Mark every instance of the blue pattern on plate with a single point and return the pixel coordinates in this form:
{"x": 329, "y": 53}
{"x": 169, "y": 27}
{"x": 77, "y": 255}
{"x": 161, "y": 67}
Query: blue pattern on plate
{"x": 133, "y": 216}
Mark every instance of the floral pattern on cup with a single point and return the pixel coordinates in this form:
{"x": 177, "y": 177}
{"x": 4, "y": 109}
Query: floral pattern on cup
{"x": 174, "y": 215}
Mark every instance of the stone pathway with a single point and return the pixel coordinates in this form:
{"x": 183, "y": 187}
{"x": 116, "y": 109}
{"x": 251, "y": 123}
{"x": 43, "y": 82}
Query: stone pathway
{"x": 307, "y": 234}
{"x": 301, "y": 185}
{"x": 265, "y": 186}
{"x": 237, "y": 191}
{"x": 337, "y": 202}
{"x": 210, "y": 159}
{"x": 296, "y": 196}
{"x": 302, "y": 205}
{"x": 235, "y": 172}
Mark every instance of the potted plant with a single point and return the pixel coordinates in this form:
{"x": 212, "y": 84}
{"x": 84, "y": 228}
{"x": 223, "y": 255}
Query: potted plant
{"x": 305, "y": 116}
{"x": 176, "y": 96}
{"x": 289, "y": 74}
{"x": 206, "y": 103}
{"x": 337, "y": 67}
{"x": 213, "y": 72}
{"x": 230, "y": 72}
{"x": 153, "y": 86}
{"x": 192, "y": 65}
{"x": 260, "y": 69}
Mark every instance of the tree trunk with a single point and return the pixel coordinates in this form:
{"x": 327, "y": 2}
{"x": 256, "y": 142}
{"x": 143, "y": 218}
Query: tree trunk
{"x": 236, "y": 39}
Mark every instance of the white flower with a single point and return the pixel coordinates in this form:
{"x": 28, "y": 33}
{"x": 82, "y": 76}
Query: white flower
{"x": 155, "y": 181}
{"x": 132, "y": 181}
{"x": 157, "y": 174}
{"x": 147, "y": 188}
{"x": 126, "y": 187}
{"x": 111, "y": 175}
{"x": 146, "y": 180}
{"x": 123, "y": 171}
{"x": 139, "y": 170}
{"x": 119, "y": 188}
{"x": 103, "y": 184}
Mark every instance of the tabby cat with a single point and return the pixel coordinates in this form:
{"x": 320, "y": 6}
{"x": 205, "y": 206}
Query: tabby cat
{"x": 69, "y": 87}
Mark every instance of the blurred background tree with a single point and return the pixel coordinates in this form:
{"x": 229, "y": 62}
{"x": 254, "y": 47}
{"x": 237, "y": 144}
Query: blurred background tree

━━━━━━

JOB ▸ Swap "tabby cat" for "orange cat" in the stretch of entries from the line containing "Mark every instance of the tabby" through the end of the entries. Return only those lines, with everything else unchanged.

TASK ANSWER ▸
Mark every instance of the orange cat with a single point and return the pixel coordinates in this form:
{"x": 320, "y": 6}
{"x": 205, "y": 206}
Query: orange cat
{"x": 69, "y": 87}
Mark every instance of the blurred background tree with a single point and return the pixel coordinates in this form:
{"x": 229, "y": 62}
{"x": 254, "y": 47}
{"x": 237, "y": 144}
Query: blurred background tree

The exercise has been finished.